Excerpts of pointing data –
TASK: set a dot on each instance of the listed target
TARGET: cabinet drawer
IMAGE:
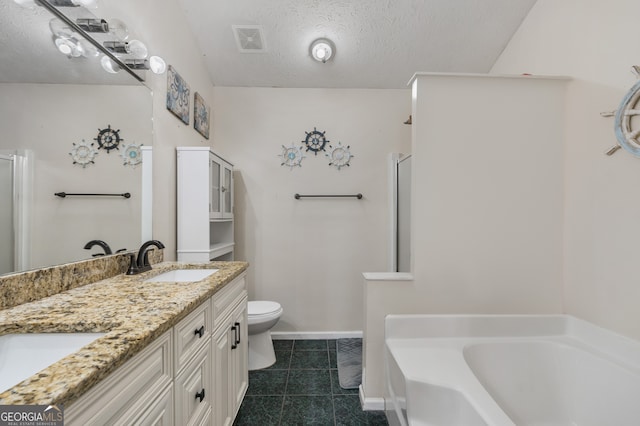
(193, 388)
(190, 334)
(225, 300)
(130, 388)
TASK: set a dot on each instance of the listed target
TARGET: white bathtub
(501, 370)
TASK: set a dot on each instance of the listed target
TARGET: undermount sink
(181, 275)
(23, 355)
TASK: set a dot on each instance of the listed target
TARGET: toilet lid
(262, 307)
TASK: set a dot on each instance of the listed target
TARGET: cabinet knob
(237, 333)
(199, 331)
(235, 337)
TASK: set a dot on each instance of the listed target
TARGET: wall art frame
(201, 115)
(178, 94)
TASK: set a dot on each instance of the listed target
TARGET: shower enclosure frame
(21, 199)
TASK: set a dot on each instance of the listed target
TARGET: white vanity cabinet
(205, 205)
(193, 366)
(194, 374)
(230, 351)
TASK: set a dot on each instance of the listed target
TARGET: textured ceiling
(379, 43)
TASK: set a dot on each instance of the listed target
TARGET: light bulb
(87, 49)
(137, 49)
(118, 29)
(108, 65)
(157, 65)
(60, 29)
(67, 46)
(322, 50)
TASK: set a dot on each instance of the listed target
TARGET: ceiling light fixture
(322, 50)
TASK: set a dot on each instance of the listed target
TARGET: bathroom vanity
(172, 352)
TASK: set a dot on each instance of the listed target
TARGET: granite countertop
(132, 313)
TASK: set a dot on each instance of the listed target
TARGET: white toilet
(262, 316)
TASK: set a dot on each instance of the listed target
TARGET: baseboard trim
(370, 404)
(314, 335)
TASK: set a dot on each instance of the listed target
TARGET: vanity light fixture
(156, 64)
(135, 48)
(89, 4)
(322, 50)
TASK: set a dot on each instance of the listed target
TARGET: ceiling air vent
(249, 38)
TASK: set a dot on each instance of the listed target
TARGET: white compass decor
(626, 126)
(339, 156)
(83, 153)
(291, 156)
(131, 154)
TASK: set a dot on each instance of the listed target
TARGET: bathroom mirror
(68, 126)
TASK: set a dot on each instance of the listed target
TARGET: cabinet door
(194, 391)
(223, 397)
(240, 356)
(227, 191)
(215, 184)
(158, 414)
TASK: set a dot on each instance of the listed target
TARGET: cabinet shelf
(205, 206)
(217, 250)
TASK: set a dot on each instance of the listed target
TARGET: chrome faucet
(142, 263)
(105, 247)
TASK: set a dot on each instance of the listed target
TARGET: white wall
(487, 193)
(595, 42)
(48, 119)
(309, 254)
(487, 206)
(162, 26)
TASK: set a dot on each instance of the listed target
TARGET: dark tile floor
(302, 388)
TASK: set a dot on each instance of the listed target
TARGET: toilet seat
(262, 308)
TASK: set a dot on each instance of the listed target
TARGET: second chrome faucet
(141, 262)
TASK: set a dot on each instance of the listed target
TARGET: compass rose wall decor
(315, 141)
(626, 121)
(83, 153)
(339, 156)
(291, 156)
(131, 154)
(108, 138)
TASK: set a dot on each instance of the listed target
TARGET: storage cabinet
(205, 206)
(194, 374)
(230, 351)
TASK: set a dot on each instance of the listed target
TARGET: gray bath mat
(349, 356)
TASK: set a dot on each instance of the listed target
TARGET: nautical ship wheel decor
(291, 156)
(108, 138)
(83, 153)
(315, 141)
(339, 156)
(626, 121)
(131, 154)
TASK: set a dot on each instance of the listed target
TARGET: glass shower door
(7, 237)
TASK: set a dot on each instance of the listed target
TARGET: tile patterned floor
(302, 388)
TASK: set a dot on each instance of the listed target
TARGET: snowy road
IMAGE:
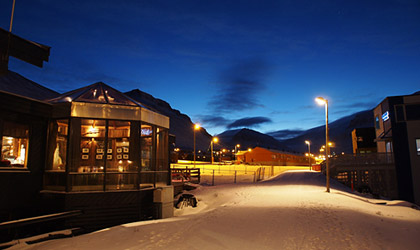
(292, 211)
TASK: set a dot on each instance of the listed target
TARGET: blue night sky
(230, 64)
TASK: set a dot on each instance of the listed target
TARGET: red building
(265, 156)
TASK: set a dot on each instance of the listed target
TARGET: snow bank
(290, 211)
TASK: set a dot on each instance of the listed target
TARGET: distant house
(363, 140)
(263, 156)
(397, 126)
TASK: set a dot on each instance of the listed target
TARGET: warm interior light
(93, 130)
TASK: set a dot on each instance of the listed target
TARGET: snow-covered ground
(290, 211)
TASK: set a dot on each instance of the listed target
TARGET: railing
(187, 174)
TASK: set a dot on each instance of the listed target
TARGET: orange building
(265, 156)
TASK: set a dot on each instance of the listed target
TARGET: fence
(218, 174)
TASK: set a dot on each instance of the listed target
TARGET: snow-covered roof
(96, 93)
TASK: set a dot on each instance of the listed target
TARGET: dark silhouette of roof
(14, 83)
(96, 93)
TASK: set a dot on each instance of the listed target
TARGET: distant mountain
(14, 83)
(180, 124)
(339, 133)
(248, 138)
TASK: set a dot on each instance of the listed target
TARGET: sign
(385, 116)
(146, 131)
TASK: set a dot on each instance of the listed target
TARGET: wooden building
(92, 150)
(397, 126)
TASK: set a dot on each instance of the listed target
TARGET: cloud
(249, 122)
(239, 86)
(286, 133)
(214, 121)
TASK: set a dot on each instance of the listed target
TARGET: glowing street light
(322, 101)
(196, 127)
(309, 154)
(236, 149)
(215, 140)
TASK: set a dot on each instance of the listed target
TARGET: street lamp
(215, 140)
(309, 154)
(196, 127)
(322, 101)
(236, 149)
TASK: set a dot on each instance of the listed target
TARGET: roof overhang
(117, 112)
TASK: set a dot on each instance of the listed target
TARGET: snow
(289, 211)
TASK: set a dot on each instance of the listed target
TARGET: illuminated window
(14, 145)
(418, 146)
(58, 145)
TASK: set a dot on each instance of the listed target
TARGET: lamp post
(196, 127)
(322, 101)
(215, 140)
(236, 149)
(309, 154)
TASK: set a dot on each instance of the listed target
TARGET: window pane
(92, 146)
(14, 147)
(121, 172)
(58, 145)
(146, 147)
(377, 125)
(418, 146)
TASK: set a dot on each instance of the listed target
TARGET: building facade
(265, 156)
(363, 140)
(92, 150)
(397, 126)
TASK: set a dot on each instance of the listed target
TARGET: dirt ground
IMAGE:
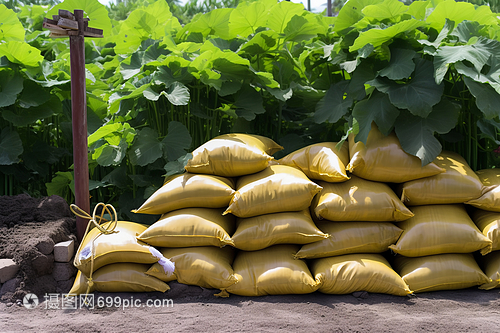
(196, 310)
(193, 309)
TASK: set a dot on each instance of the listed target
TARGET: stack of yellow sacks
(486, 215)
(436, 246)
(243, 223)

...

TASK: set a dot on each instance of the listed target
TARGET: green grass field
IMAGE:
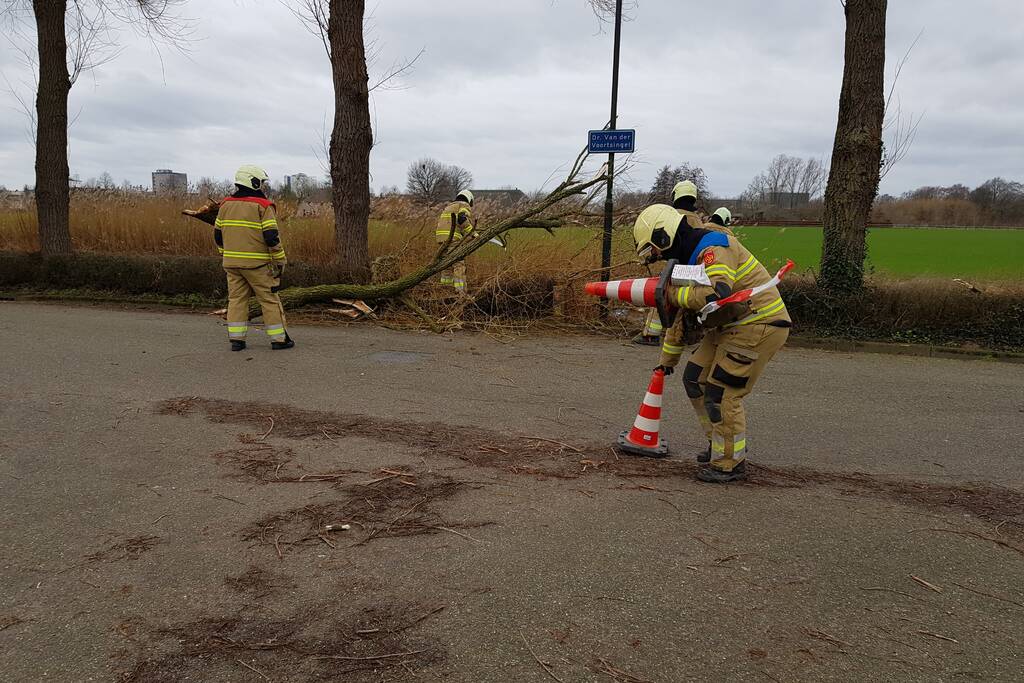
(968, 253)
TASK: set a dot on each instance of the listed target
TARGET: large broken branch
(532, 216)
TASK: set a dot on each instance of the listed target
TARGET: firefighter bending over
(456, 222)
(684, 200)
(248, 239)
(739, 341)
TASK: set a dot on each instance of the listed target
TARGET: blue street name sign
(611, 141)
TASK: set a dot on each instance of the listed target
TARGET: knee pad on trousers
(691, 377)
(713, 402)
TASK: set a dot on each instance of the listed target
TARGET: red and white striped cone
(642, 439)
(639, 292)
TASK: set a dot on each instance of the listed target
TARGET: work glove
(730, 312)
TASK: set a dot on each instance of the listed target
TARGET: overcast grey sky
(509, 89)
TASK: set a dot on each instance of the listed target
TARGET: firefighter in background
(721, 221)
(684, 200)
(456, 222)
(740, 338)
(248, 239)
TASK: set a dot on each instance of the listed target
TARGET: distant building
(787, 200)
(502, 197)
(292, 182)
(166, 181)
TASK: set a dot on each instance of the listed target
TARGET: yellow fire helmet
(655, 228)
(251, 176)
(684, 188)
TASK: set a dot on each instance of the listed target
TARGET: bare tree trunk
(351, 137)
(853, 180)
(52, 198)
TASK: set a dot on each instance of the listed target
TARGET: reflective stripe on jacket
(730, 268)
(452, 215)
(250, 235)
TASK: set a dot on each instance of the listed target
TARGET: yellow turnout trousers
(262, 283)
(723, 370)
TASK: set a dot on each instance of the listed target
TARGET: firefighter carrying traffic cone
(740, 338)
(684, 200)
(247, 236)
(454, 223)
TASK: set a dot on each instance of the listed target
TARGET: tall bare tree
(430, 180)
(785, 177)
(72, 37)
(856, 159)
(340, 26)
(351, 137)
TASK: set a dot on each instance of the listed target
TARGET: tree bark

---

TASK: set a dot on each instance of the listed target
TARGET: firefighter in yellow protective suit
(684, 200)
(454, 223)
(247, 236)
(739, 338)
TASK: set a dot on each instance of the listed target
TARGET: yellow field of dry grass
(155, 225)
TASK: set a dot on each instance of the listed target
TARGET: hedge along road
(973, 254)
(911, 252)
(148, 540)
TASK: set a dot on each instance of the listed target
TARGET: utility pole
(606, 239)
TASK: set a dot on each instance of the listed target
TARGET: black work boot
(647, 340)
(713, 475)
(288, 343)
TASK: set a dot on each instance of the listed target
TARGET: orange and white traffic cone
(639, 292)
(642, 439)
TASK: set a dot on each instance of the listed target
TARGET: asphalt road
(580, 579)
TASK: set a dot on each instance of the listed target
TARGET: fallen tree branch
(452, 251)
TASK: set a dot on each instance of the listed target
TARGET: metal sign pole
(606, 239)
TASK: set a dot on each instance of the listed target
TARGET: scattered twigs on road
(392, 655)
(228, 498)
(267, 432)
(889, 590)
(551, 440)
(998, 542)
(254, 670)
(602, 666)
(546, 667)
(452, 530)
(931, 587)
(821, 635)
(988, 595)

WHAT TO DO – Find every line in the items above that contains the string "faucet", and copy each of those lines in full. Matching is case-sensitive.

FULL ANSWER –
TARGET: chrome faucet
TARGET: second chrome faucet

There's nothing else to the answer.